[Stored dataset items]
%%

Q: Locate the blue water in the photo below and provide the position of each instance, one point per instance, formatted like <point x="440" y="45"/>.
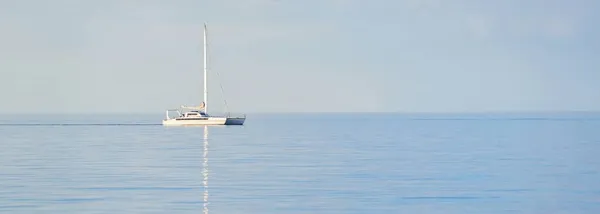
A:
<point x="302" y="163"/>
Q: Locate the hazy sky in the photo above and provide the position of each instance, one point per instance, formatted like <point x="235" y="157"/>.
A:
<point x="300" y="56"/>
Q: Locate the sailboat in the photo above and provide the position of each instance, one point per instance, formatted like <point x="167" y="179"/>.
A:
<point x="197" y="115"/>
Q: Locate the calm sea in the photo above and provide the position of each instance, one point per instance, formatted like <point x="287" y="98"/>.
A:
<point x="302" y="163"/>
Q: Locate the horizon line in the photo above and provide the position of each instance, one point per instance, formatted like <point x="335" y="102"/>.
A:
<point x="323" y="112"/>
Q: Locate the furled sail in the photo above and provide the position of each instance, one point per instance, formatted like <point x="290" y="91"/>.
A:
<point x="200" y="107"/>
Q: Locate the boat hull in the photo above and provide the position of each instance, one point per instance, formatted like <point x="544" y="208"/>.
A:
<point x="203" y="122"/>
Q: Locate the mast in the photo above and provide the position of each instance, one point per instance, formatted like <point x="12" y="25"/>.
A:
<point x="205" y="85"/>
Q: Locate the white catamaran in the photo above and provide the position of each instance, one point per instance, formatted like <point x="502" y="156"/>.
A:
<point x="197" y="115"/>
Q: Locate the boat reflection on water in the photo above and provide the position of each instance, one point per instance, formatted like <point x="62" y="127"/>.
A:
<point x="205" y="170"/>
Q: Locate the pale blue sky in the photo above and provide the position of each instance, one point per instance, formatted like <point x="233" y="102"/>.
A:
<point x="301" y="56"/>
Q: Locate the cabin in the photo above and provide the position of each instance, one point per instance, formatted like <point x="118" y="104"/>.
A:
<point x="195" y="114"/>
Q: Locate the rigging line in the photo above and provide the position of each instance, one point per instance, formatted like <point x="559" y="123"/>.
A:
<point x="222" y="92"/>
<point x="220" y="84"/>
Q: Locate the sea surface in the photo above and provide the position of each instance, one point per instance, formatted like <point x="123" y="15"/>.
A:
<point x="302" y="163"/>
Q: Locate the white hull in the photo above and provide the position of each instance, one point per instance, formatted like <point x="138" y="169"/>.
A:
<point x="207" y="121"/>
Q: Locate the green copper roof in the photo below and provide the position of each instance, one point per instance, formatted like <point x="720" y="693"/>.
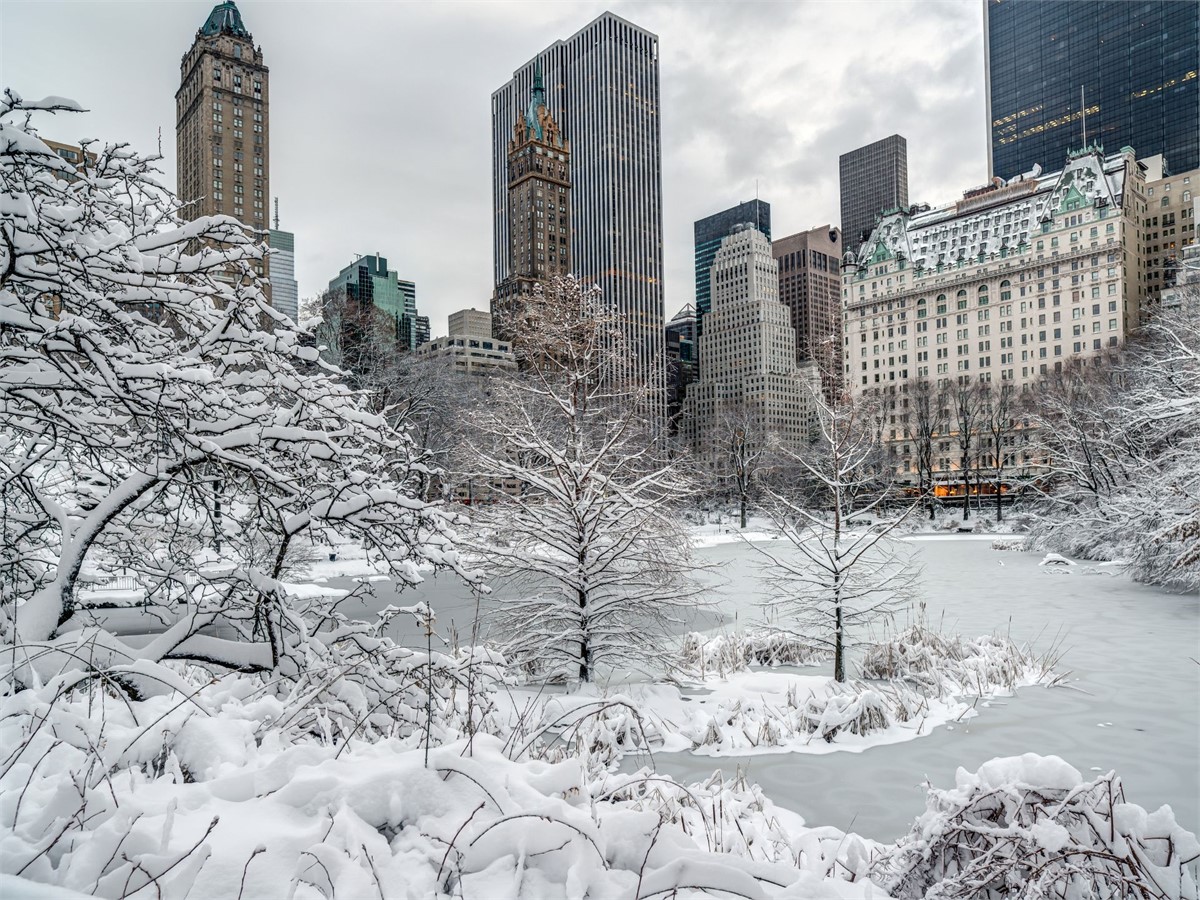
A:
<point x="225" y="18"/>
<point x="537" y="102"/>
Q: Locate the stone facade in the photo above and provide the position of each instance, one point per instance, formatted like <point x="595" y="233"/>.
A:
<point x="1169" y="227"/>
<point x="539" y="209"/>
<point x="222" y="124"/>
<point x="1005" y="286"/>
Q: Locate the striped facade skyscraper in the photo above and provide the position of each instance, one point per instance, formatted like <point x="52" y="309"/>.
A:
<point x="601" y="87"/>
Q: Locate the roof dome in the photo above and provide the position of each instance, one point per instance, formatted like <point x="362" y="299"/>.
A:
<point x="537" y="102"/>
<point x="225" y="18"/>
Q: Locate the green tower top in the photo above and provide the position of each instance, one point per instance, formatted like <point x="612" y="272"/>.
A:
<point x="538" y="101"/>
<point x="225" y="18"/>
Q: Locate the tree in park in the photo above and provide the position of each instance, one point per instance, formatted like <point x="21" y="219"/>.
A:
<point x="927" y="419"/>
<point x="997" y="412"/>
<point x="153" y="408"/>
<point x="589" y="556"/>
<point x="841" y="569"/>
<point x="965" y="402"/>
<point x="741" y="451"/>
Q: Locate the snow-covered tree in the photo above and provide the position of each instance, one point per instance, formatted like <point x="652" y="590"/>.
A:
<point x="154" y="408"/>
<point x="589" y="557"/>
<point x="739" y="453"/>
<point x="843" y="570"/>
<point x="925" y="420"/>
<point x="1123" y="447"/>
<point x="997" y="426"/>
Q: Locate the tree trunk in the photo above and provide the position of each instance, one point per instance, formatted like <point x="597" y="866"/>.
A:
<point x="839" y="660"/>
<point x="966" y="490"/>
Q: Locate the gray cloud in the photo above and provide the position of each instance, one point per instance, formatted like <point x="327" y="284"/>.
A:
<point x="381" y="118"/>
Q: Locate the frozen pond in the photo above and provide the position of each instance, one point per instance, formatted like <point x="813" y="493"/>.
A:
<point x="1133" y="703"/>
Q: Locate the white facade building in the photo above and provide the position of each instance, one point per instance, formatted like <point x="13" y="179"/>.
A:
<point x="1005" y="285"/>
<point x="748" y="352"/>
<point x="285" y="291"/>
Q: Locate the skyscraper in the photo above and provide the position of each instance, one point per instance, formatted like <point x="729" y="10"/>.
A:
<point x="367" y="281"/>
<point x="748" y="354"/>
<point x="285" y="291"/>
<point x="873" y="179"/>
<point x="1133" y="65"/>
<point x="810" y="286"/>
<point x="222" y="147"/>
<point x="601" y="87"/>
<point x="539" y="207"/>
<point x="709" y="232"/>
<point x="682" y="360"/>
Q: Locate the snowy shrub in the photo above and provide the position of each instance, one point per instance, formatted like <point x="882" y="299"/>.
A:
<point x="1030" y="827"/>
<point x="723" y="815"/>
<point x="703" y="657"/>
<point x="823" y="712"/>
<point x="592" y="567"/>
<point x="1125" y="441"/>
<point x="597" y="733"/>
<point x="941" y="665"/>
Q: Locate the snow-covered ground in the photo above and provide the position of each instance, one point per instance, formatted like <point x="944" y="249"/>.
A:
<point x="1132" y="702"/>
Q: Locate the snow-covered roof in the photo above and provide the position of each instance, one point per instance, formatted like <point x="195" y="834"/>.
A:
<point x="995" y="217"/>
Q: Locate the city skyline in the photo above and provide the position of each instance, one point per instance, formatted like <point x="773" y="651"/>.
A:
<point x="729" y="114"/>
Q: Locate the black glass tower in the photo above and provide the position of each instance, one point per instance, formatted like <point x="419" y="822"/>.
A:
<point x="1133" y="64"/>
<point x="870" y="180"/>
<point x="709" y="232"/>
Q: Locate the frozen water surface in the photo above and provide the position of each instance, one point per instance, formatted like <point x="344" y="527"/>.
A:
<point x="1133" y="703"/>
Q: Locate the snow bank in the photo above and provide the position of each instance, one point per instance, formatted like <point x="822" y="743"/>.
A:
<point x="701" y="655"/>
<point x="947" y="665"/>
<point x="253" y="815"/>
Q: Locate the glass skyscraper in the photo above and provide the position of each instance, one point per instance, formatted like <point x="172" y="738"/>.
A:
<point x="870" y="180"/>
<point x="601" y="87"/>
<point x="369" y="281"/>
<point x="709" y="232"/>
<point x="1137" y="63"/>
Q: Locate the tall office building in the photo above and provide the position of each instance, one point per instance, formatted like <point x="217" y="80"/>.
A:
<point x="285" y="291"/>
<point x="810" y="286"/>
<point x="748" y="354"/>
<point x="222" y="147"/>
<point x="601" y="87"/>
<point x="1132" y="64"/>
<point x="873" y="179"/>
<point x="709" y="232"/>
<point x="367" y="281"/>
<point x="682" y="361"/>
<point x="539" y="208"/>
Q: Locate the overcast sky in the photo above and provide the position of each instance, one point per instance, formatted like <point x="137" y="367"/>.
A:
<point x="381" y="133"/>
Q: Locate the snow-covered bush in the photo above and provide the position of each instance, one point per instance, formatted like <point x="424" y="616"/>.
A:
<point x="941" y="665"/>
<point x="702" y="657"/>
<point x="1125" y="444"/>
<point x="1031" y="827"/>
<point x="820" y="708"/>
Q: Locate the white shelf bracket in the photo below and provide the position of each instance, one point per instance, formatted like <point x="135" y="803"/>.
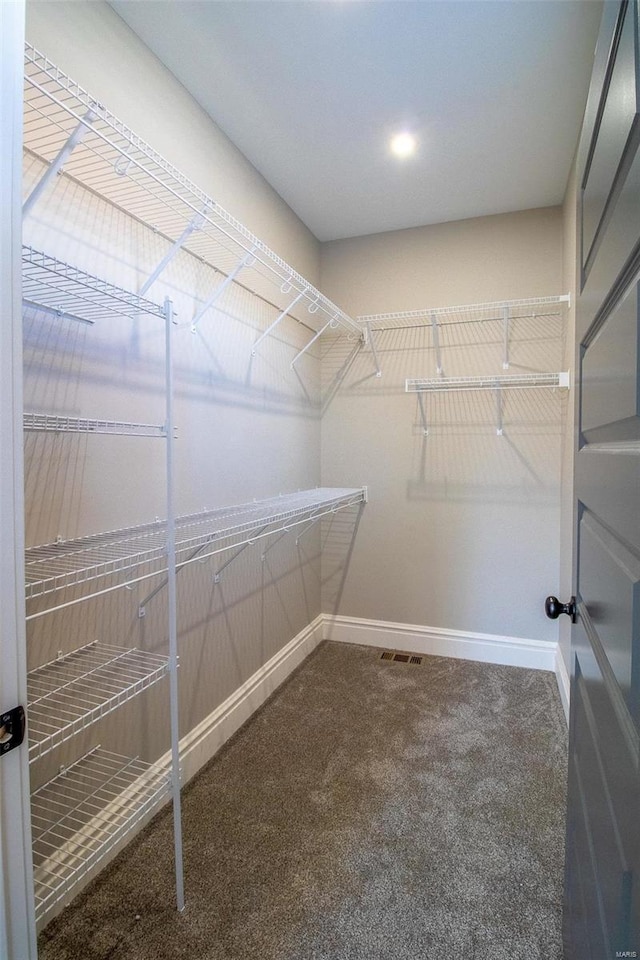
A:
<point x="423" y="415"/>
<point x="369" y="339"/>
<point x="249" y="543"/>
<point x="506" y="316"/>
<point x="498" y="410"/>
<point x="217" y="293"/>
<point x="333" y="323"/>
<point x="263" y="555"/>
<point x="311" y="523"/>
<point x="278" y="319"/>
<point x="194" y="224"/>
<point x="56" y="165"/>
<point x="436" y="343"/>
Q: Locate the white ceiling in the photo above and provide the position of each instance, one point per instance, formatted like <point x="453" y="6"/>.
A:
<point x="311" y="92"/>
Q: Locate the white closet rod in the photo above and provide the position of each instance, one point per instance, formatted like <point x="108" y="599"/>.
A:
<point x="466" y="313"/>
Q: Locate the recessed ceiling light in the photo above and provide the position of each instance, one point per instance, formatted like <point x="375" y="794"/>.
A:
<point x="403" y="144"/>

%%

• Exercise requirements: From the line holding "Q: Locate the white ceiling" through the last line above, reproduce each line exactly and add nothing.

• Full output:
Q: Locate the white ceiling in the photo above and provide the position of each instance, one point per instance, formatted like <point x="453" y="6"/>.
A:
<point x="311" y="92"/>
Q: Locate the white closet rod in the photo above and provide the position of each instance, one point per instance, formatted like <point x="108" y="599"/>.
A:
<point x="466" y="313"/>
Q: Locate the recessed ceiling light in the photo above and provide the position of each instance, one point per instance, formatted like <point x="375" y="794"/>.
A:
<point x="403" y="144"/>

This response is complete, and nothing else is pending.